(Coordinate labeling records)

···

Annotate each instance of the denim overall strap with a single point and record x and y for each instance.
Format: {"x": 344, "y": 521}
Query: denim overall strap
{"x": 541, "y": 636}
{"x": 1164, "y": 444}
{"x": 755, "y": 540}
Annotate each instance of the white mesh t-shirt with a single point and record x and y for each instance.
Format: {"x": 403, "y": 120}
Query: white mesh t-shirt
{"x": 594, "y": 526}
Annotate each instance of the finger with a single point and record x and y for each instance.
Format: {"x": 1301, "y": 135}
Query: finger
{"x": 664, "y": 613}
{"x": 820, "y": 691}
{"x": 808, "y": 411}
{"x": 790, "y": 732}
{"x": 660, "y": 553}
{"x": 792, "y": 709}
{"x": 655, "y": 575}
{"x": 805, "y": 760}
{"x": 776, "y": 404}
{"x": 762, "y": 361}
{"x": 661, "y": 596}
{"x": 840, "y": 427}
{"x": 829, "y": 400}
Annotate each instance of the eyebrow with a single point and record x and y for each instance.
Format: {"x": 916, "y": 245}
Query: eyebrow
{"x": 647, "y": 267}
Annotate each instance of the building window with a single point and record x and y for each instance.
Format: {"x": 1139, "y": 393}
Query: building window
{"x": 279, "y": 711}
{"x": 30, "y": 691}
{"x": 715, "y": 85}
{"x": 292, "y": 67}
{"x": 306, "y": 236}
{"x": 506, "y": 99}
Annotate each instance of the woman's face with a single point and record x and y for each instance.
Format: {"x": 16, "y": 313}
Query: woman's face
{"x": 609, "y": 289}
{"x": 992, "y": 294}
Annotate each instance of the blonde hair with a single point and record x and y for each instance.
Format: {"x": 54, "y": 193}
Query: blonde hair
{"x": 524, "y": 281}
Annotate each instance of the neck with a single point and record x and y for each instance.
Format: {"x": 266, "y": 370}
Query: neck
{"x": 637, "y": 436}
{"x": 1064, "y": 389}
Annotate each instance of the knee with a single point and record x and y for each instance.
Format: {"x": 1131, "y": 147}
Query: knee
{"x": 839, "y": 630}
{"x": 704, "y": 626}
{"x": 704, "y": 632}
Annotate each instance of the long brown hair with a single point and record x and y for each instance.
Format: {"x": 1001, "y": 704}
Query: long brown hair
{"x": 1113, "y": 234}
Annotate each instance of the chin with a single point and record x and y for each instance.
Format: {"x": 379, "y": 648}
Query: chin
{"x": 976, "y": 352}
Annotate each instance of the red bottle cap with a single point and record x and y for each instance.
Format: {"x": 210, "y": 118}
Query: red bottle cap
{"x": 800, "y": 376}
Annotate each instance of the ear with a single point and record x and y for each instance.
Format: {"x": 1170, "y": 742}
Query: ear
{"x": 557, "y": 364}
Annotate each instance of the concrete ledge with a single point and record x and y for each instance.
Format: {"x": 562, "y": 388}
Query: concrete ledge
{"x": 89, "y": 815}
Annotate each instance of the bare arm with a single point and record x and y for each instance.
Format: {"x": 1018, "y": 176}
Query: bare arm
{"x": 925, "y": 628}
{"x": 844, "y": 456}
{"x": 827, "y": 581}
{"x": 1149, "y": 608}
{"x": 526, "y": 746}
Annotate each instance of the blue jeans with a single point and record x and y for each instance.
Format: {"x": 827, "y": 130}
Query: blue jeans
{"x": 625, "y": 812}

···

§ Task statement:
Could you update the lines from the one containing "Annotate each instance of the bare" through the end of the records, inclusive, so that "blue jeans" becomes "dark jeans" and nothing else changes?

§ Finished task:
Annotate each instance of the bare arm with a single point and record x and y for each instance.
Format: {"x": 1018, "y": 176}
Query: bare arm
{"x": 925, "y": 628}
{"x": 844, "y": 456}
{"x": 827, "y": 581}
{"x": 1149, "y": 608}
{"x": 526, "y": 746}
Annotate each instance of the dark jeans with a single point and record x and y for each instance.
Format: {"x": 827, "y": 130}
Query: dark jeans
{"x": 625, "y": 812}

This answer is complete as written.